**Data listing:**
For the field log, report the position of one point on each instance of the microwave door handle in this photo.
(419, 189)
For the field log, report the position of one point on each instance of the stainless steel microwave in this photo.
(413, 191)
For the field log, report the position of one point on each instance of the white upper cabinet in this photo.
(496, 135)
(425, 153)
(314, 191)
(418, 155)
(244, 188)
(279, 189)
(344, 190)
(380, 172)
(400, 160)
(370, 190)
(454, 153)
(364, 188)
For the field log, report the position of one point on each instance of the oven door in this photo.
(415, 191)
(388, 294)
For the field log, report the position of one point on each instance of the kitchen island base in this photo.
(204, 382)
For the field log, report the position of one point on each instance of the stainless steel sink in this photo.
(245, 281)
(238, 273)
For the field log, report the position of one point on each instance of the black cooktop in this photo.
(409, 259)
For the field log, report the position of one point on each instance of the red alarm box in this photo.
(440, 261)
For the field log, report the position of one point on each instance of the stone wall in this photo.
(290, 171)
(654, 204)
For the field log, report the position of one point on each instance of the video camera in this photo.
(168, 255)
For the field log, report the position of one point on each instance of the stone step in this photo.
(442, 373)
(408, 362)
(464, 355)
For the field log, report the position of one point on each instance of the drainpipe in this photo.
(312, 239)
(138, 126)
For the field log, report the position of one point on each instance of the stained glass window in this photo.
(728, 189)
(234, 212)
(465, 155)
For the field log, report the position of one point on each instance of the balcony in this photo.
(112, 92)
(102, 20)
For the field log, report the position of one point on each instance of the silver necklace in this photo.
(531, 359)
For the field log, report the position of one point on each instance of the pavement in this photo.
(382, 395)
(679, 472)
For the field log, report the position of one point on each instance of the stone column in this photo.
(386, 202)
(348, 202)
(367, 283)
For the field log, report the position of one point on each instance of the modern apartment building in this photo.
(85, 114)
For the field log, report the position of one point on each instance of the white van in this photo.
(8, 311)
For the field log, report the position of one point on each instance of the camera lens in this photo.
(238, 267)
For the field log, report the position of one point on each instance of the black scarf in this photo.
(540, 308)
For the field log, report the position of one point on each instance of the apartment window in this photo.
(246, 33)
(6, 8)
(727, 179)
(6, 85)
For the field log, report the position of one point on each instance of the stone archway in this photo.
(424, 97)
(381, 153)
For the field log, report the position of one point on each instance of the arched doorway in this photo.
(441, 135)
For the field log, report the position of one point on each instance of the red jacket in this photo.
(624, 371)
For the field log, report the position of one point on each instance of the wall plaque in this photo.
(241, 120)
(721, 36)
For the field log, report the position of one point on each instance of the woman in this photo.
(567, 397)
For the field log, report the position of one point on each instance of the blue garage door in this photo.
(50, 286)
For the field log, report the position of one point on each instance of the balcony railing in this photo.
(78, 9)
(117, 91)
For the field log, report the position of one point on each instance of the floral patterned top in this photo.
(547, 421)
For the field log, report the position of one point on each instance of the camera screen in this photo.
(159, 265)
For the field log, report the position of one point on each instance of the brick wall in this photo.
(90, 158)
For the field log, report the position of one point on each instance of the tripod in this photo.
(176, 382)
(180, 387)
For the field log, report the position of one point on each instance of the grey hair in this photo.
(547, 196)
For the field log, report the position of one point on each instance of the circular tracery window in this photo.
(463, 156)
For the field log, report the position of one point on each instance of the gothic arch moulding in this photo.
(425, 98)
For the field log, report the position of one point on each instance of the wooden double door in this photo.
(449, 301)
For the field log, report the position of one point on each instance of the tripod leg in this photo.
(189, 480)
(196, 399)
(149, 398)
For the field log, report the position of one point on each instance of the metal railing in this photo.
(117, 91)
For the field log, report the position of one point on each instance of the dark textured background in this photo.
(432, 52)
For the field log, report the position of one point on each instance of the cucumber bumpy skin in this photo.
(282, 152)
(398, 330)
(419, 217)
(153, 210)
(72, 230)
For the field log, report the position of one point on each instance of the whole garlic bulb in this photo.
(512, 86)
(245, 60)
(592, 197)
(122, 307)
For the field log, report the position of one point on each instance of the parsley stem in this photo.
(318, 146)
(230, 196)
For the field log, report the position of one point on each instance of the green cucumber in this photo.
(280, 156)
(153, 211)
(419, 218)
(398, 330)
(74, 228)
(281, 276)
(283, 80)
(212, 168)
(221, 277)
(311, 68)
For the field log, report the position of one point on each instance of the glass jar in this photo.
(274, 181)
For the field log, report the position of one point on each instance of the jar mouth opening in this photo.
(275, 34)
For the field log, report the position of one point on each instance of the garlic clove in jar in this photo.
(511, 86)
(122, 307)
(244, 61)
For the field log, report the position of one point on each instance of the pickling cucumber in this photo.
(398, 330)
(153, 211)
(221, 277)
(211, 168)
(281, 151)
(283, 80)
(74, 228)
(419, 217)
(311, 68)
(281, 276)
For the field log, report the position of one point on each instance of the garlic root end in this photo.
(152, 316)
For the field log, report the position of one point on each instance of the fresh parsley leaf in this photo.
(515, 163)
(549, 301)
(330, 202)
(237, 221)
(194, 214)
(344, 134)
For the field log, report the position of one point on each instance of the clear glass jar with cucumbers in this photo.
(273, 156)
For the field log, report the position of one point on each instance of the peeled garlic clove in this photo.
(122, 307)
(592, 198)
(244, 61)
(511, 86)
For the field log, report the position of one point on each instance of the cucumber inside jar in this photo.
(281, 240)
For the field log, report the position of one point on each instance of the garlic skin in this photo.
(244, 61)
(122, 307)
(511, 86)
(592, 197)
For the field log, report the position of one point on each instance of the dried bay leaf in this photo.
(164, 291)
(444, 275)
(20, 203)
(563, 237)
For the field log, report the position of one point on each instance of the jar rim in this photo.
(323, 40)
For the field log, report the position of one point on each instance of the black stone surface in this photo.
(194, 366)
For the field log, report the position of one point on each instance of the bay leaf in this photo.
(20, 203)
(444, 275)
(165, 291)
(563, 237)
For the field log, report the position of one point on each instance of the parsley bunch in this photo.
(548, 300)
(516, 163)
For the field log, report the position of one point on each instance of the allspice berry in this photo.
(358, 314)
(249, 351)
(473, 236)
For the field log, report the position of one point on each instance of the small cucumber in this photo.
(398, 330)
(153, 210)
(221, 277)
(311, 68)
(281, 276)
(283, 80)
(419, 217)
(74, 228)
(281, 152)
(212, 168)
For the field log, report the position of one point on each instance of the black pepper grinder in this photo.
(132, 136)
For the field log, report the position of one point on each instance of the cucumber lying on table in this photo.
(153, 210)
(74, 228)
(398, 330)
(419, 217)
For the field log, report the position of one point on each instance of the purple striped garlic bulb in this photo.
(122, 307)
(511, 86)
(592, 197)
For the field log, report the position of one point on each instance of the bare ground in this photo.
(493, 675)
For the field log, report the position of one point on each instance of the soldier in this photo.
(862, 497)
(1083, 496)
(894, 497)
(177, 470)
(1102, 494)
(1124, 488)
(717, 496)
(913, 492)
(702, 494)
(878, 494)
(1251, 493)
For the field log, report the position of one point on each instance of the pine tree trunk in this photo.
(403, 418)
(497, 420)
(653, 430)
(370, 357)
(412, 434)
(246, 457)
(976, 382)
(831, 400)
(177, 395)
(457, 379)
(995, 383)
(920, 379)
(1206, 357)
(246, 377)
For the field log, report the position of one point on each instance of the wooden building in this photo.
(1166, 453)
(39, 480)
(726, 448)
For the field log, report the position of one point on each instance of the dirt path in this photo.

**What you need to do:**
Rename "field log" to "site report" everywhere in the records above, and give them back with everything else unchanged.

**Written solution:**
For the site report, report the position of one point on each instance of the microwave door handle in this photo.
(419, 189)
For the site report, report the position of one point on each instance of the stainless steel microwave in this photo.
(413, 191)
For the site report, report the position of one point on each instance of the white upper cabinet in this photo.
(496, 135)
(425, 153)
(314, 191)
(418, 155)
(244, 188)
(279, 189)
(344, 190)
(380, 172)
(400, 160)
(370, 190)
(454, 153)
(364, 188)
For the site report, report the position of one point on each instance of the oven door in this photo.
(415, 191)
(388, 294)
For the site report, report the position of one point on each instance of the kitchen island base in this photo.
(204, 382)
For the site report, report the position of one point on each instance of the stainless steel sink in this photo.
(245, 281)
(238, 273)
For the site report, report the position of one point on each instance of the black cooktop in this photo.
(409, 259)
For the site report, report the position of one point on each instance of the red alarm box in this photo.
(440, 261)
For the site report, report the position of one point on each instance of the stone wall in this photo.
(290, 171)
(654, 204)
For the site report, report the position of one point on each instance of the video camera in this photo.
(168, 255)
For the site report, report the position of one point on each instance of the stone step in this photo.
(442, 373)
(408, 362)
(464, 355)
For the site report, report the position of one point on each instance of the drainpipe in this photo.
(312, 239)
(138, 126)
For the site report, report the position of one point on each instance of the stained glass window in this photo.
(728, 189)
(234, 212)
(465, 155)
For the site report, report the position of one point on each instance of the balcony in this photo.
(112, 92)
(102, 20)
For the site report, report the position of one point on each instance of the silver necklace in this photo.
(531, 359)
For the site report, report the position of one point on each instance of the pavement in this photo.
(382, 395)
(679, 472)
For the site report, report the position of one point on each instance of the stone column in this photo.
(386, 202)
(348, 202)
(367, 283)
For the site report, report the position of one point on each instance of the modern apartment building in this photo.
(85, 114)
For the site report, report the position of one point on each instance of the white van in this photo.
(8, 311)
For the site report, report the position of one point on each instance of the camera lens in this photo.
(238, 267)
For the site report, report the position of one point on each instance of the black scarf in this photo.
(540, 308)
For the site report, report the position of one point on each instance of the apartment window in this photo.
(246, 33)
(6, 8)
(727, 179)
(6, 85)
For the site report, report the position of one point on each instance of the stone archway in this photo.
(424, 97)
(381, 153)
For the site report, report the position of one point on each instance of the arched doorway in this photo.
(441, 135)
For the site report, report the position of one point on each instance of the red jacket in this photo.
(624, 371)
For the site report, report the position of one point on each instance of the wall plaque in this photo.
(241, 120)
(721, 36)
For the site report, report the position of one point on each instance of the woman in this photo.
(567, 397)
For the site report, report the position of one point on each instance of the blue garage door in this photo.
(50, 286)
For the site report, report the position of one point on each instance of the balcony railing in this photo.
(78, 9)
(117, 91)
For the site report, report the position of one point on each instance of the floral patterned top in this photo.
(547, 421)
For the site report, report the position of one point on each instance of the camera screen in this photo.
(159, 265)
For the site report, report the position of one point on each instance of the brick wall in this photo.
(90, 158)
For the site report, report the position of one point on each instance of the tripod in this photo.
(176, 382)
(180, 387)
For the site report, report the position of one point on each instance of the grey hair in this photo.
(547, 196)
For the site report, report the position of one point on each instance of the circular tracery window in this photo.
(463, 156)
For the site report, report the position of one point on each instance of the gothic arch moulding in this photo.
(425, 98)
For the site report, report the position of one point on each instance of the wooden double door in this photo.
(449, 301)
For the site report, report the position of one point on each instance of the tripod leg in this photo.
(189, 480)
(196, 399)
(149, 398)
For the site report, report the position of one point on each instance of the metal railing in this photo.
(117, 91)
For the site report, report the position of one point on each instance of the dark textured background in this photo.
(432, 52)
For the site report, report the position of one point on each instance of the cucumber bumpy skin in this photo.
(282, 152)
(398, 330)
(419, 217)
(153, 210)
(72, 230)
For the site report, report the position of one point on each instance of the whole garlic bulb in this photo.
(512, 86)
(245, 60)
(592, 197)
(122, 307)
For the site report, report the position of one point on each instance of the parsley stem in this photo.
(318, 146)
(230, 196)
For the site report, report the position of one point on each instance of the green cucumber in this photo.
(280, 156)
(153, 211)
(419, 218)
(398, 330)
(74, 228)
(281, 276)
(283, 80)
(212, 168)
(221, 277)
(311, 68)
For the site report, report the position of one point on each instance of the glass jar in this photo.
(274, 181)
For the site report, report the position of one point on each instance of the jar mouth opening in this photo.
(275, 34)
For the site report, report the position of one point on each instance of the garlic clove in jar in this photo.
(511, 86)
(122, 307)
(244, 61)
For the site report, report the position of one point on each instance of the pickling cucumber in this photo.
(398, 330)
(153, 211)
(221, 277)
(211, 168)
(281, 151)
(283, 80)
(74, 228)
(419, 217)
(311, 68)
(281, 276)
For the site report, report the position of one point on each instance of the garlic root end in this photo.
(152, 316)
For the site report, report the position of one point on each instance of the fresh parsley leaf in this photo.
(515, 163)
(549, 301)
(330, 202)
(237, 221)
(194, 214)
(344, 134)
For the site report, report the position of one point on each instance of the clear glass jar with cucumbers in this photo.
(273, 156)
For the site report, report the position of one point on each instance of the peeled garlic clove in this photo.
(122, 307)
(592, 198)
(244, 61)
(511, 86)
For the site report, report the position of one point on each instance of the cucumber inside jar in this photo.
(281, 240)
For the site report, report the position of one point on each instance of the garlic skin in this photo.
(244, 61)
(122, 307)
(511, 86)
(592, 197)
For the site report, report the position of one point on each instance of the dried bay leaf in this photo.
(164, 291)
(444, 275)
(20, 203)
(563, 237)
For the site report, report the position of one point on each instance of the jar rim in this photo.
(323, 40)
For the site report, report the position of one point on each instance of the black stone surface in this photo.
(194, 366)
For the site report, report the position of one point on each instance of the bay leaf in this photo.
(20, 203)
(444, 275)
(165, 291)
(563, 237)
For the site report, report the position of one point on each instance of the parsley bunch in this photo.
(548, 300)
(516, 163)
For the site report, report the position of one point on each instance of the allspice berry in this photo.
(358, 314)
(249, 351)
(473, 236)
For the site report, report the position of one point on each instance of the small cucumber in this photo.
(398, 330)
(153, 210)
(221, 277)
(311, 68)
(281, 276)
(283, 80)
(419, 217)
(74, 228)
(281, 152)
(212, 168)
For the site report, report the position of one point on each instance of the black pepper grinder in this photo.
(132, 136)
For the site report, report the position of one point on each instance of the cucumber lying on table in this photo.
(153, 210)
(74, 228)
(398, 330)
(419, 217)
For the site report, report the position of one point on each instance of the purple striped garlic bulb in this photo.
(122, 307)
(511, 86)
(592, 197)
For the site report, report the position of one point on each instance of the bare ground in this photo.
(493, 675)
For the site report, report the position of one point on each instance of the soldier in this photo.
(862, 497)
(1083, 496)
(894, 497)
(177, 470)
(1102, 494)
(1124, 488)
(717, 496)
(913, 492)
(702, 494)
(878, 494)
(1251, 493)
For the site report, report the position of one point on each instance of the pine tree trunk in this photo.
(403, 418)
(497, 420)
(653, 430)
(370, 357)
(412, 434)
(246, 457)
(976, 382)
(831, 400)
(177, 395)
(457, 379)
(995, 383)
(920, 379)
(1206, 357)
(246, 377)
For the site report, report the position of one point on each instance of the wooden building in this photo.
(1166, 453)
(39, 480)
(726, 448)
For the site report, report the position of one point on each instance of the dirt path in this photo.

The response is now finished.